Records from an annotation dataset

== == ==

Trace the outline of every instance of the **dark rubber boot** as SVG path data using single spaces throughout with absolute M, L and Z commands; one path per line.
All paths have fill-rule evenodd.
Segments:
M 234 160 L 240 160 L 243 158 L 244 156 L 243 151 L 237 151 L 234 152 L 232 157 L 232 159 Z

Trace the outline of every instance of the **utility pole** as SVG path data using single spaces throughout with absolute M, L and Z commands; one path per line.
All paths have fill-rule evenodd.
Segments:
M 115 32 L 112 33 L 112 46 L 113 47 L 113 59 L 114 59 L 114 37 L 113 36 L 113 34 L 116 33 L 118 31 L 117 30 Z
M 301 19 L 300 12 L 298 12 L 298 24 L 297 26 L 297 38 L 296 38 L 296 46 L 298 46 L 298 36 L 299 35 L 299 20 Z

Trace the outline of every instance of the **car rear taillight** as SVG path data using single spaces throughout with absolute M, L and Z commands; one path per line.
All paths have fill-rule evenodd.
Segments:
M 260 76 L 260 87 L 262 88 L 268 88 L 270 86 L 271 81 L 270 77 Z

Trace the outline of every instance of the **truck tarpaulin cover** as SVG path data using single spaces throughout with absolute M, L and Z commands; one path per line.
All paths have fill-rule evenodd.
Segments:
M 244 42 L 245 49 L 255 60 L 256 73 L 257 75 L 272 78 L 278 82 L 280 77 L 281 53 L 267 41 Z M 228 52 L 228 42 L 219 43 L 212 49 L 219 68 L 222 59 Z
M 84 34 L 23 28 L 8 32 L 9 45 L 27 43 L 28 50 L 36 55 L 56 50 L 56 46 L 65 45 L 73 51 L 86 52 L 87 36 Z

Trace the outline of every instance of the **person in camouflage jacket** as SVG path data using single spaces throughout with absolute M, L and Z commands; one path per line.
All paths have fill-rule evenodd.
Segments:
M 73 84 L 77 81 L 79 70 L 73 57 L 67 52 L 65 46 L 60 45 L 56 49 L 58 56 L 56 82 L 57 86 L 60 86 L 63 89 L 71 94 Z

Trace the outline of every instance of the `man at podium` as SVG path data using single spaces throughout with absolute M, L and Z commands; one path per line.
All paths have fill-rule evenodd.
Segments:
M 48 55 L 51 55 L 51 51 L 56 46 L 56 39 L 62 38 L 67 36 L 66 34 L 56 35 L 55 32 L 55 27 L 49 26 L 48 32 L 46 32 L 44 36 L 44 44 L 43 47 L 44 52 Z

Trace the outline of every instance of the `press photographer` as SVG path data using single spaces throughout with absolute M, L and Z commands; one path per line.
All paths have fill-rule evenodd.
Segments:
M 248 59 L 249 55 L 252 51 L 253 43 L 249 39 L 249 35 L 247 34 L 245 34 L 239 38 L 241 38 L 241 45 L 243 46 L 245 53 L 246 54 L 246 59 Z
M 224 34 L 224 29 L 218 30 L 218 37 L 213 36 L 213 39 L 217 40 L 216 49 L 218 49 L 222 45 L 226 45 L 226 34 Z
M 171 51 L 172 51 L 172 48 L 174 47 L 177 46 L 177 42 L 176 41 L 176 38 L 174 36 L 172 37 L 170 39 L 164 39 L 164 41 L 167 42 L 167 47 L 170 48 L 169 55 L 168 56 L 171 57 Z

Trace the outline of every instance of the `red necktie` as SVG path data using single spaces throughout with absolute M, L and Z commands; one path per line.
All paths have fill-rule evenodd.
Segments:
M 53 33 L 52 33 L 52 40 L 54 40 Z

== == ==

- _TASK_
Return the lines word for word, beginning with the first line of the records and stopping after the line that contains "M 260 76 L 260".

- _SOLVED EXERCISE_
Trace the outline of every instance of the **dark rubber boot** as SVG path data using single spaces throughout with absolute M, L and Z commands; one path per line.
All paths have fill-rule evenodd.
Segments:
M 234 160 L 240 160 L 243 158 L 244 156 L 243 151 L 237 151 L 234 152 L 232 157 L 232 159 Z

Trace the outline of every instance of the **utility pole** as SVG path data using single spaces throughout with absolute M, L and Z commands; one path per line.
All paths have fill-rule evenodd.
Segments:
M 115 32 L 112 33 L 112 46 L 113 47 L 113 59 L 114 59 L 114 37 L 113 36 L 113 34 L 116 33 L 118 31 L 117 30 Z
M 301 19 L 300 12 L 298 12 L 298 24 L 297 26 L 297 38 L 296 38 L 296 46 L 298 46 L 298 36 L 299 35 L 299 20 Z

Trace the outline of every instance of the **car rear taillight** as SVG path data using single spaces throughout with absolute M, L and Z commands; one path per line.
All paths have fill-rule evenodd.
Segments:
M 260 76 L 260 87 L 262 88 L 268 88 L 270 86 L 271 81 L 270 77 Z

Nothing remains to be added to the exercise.